> TASK BRIEF: So that the copy matches the original, retype each line of the material below exactly.
[Start of Attachment]
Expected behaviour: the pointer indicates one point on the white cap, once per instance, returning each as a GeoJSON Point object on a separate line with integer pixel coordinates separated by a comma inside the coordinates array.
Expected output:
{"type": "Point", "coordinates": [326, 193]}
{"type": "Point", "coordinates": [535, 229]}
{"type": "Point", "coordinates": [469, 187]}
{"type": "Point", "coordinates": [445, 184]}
[End of Attachment]
> EXPECTED ANSWER:
Expected behaviour: the pointer indicates one point on the white cap, once per instance, returning each as a GeoJSON Point object on a separate line with integer pixel coordinates separated by a comma inside the coordinates array.
Expected output:
{"type": "Point", "coordinates": [326, 193]}
{"type": "Point", "coordinates": [535, 229]}
{"type": "Point", "coordinates": [469, 187]}
{"type": "Point", "coordinates": [445, 184]}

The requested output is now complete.